▶ [TASK INPUT]:
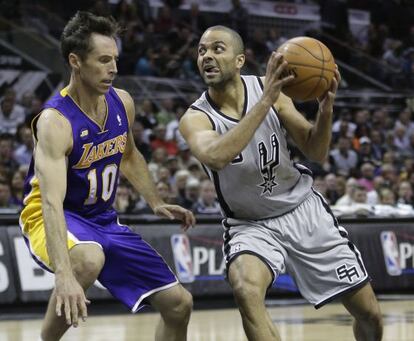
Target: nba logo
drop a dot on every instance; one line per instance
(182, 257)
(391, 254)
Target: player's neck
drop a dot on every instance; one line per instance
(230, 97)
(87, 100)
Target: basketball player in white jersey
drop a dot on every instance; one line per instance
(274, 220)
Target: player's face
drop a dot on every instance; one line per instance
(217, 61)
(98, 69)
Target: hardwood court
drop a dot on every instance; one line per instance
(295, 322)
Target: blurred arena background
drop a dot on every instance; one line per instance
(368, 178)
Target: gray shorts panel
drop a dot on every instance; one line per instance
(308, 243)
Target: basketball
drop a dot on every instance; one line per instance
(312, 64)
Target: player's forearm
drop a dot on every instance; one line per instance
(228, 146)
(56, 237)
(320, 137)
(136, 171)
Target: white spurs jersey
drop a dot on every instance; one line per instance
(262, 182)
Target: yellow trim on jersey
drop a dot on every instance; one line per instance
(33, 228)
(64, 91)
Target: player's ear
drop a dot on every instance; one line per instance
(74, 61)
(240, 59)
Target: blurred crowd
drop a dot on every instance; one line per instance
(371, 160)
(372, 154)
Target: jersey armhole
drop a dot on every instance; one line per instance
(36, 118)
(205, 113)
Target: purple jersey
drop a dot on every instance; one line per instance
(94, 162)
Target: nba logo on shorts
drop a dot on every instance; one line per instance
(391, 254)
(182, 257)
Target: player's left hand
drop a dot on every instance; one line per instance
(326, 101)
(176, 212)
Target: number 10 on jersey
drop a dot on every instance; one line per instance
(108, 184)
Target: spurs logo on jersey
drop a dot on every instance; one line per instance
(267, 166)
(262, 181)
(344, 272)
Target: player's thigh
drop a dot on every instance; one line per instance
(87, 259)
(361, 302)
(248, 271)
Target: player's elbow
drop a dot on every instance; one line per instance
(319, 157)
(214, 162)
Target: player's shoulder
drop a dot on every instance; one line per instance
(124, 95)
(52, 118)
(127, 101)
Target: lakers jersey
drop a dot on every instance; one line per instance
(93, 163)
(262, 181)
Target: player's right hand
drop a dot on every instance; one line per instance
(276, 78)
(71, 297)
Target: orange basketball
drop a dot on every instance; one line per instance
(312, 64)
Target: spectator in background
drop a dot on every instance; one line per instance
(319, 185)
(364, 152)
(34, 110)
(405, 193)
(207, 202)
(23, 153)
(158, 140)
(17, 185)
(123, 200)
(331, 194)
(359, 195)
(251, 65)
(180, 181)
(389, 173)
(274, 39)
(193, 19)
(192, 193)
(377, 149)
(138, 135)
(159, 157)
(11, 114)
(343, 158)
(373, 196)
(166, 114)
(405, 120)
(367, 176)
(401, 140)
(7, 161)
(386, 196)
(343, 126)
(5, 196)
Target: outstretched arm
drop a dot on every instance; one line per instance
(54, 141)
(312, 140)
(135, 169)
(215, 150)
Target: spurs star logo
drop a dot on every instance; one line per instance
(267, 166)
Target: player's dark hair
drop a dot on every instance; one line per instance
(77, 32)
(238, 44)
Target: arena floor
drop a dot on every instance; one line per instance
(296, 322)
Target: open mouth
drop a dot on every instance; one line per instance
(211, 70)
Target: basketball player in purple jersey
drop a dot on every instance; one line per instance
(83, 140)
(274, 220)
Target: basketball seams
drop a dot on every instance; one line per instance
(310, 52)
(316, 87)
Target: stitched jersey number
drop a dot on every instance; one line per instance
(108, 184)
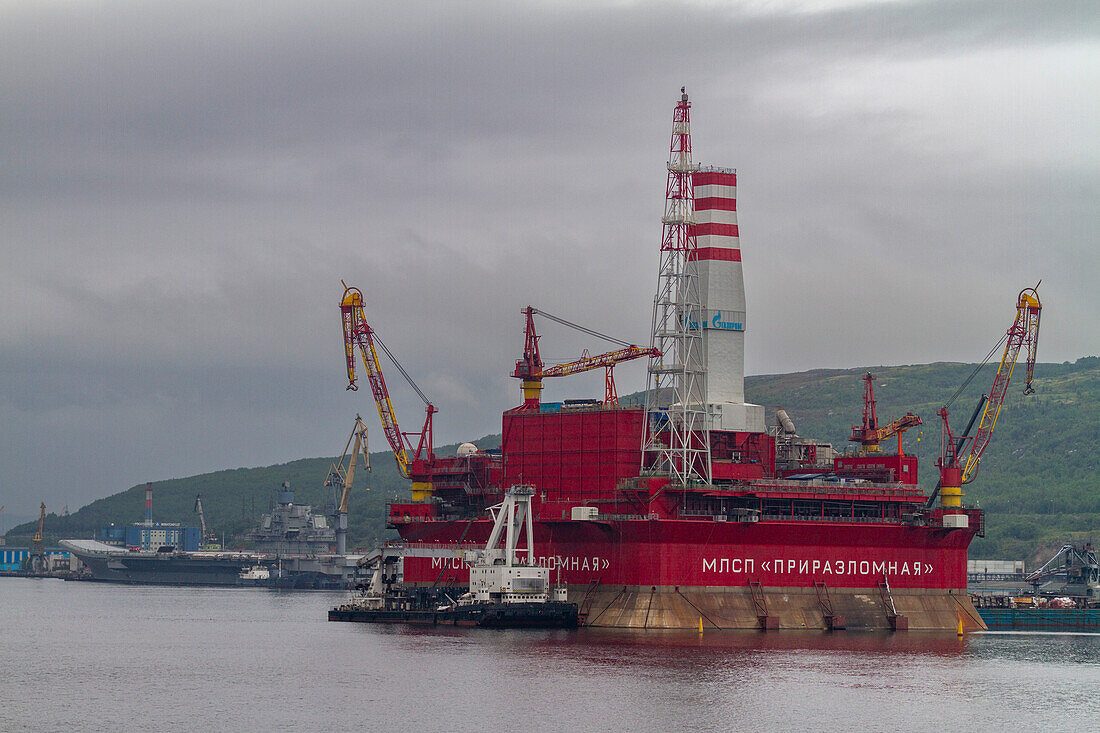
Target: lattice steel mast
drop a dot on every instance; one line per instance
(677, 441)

▶ [GIVEN TASK]: Substitute "place a point" for "drop a dot" throughout the records and give them again with nothing else changed. Leave the pictures out.

▶ [IN RESPONSE]:
Target: nba logo
place a point on every instance; one line per instance
(182, 257)
(391, 254)
Target: player's neck
place a point on every instance; one line per instance
(230, 97)
(87, 100)
Target: basketball player in white jersey
place a point on every instance; one line per instance
(274, 220)
Target: player's face
place a point on every instance; one line per instance
(217, 61)
(98, 69)
Target: hardwood court
place a point on every instance; one line per instance
(295, 322)
Target: blurred arena background
place a point on every instance; one line per instance
(368, 178)
Target: gray shorts panel
place a point on every instance; one line per instance
(308, 243)
Target: basketball
place a point on every instance; one line per instance
(312, 64)
Target: player's forearm
place a point on every instance; one line per instance
(228, 146)
(56, 237)
(320, 137)
(136, 171)
Target: white spurs jersey
place a point on every instance; one line per instance
(262, 182)
Target: yellow trim on jersey
place a point on every instance; one line per instance
(33, 228)
(64, 91)
Target: player's ear
place a point on every instance; one line per instance
(74, 61)
(240, 59)
Target: blurred crowd
place a point on every instance; one line per instance
(371, 160)
(372, 154)
Target: jersey armhole
place a point on every instance; one line per instance
(36, 118)
(205, 113)
Target: purple jersey
place a point on every instance; one line per instance
(94, 162)
Target: nba logo on shorts
place a point on every instance; one line per instance
(391, 254)
(182, 257)
Target: player's left hand
place a point on every instance; one line per instance
(326, 101)
(176, 212)
Target: number 10 on jersey
place a point on every instance; one line per instance
(108, 184)
Target: spurs logo on jersey
place a point on every instance; one line per instance
(267, 166)
(262, 181)
(344, 272)
Target: player's thigh
place a point on every instance; one line per instance
(87, 259)
(361, 302)
(248, 271)
Target: player's elbow
place a point on every instance; one line per instance
(319, 157)
(214, 162)
Target: player's shoulder
place a point on every instance; one line per instance
(124, 95)
(52, 118)
(127, 101)
Target: lakers jersey
place a point on every instance; one line per instance
(93, 163)
(262, 181)
Target: player's right hand
place a point on every instance; one line per instance
(276, 78)
(71, 297)
Target: orange basketball
place a point on every instance; one line per instance
(312, 64)
Target: spectator in background
place a point on every instance; one line per instance
(319, 185)
(364, 152)
(34, 110)
(405, 193)
(207, 202)
(23, 153)
(158, 140)
(17, 185)
(123, 200)
(331, 194)
(359, 195)
(251, 65)
(180, 181)
(389, 173)
(274, 39)
(193, 19)
(192, 193)
(377, 149)
(138, 135)
(159, 157)
(11, 114)
(343, 158)
(373, 196)
(166, 114)
(405, 120)
(367, 176)
(401, 140)
(7, 161)
(386, 196)
(343, 126)
(5, 196)
Target: outstretched arm
place a point on every instance; one line per instance
(54, 141)
(312, 140)
(135, 169)
(215, 150)
Target: spurs star logo
place a point on every instance; one line per instance
(267, 166)
Target: player's dark hair
place a point on every instance; one line per instance
(77, 32)
(238, 44)
Target: arena floor
place a point on every instance; one line per instance
(296, 322)
Target: open mouth
place a point on every instance; one line per instance
(211, 70)
Target: basketball player in purple jersey
place a point on every instance; one line per instance
(83, 140)
(274, 220)
Target: basketball seams
place a point on every instance; one line per instance
(310, 52)
(316, 87)
Target: stitched jersey number
place a point on every instance; one line per instance
(108, 184)
Target: lattice steel mast
place a point on every instance; one line per instance
(677, 441)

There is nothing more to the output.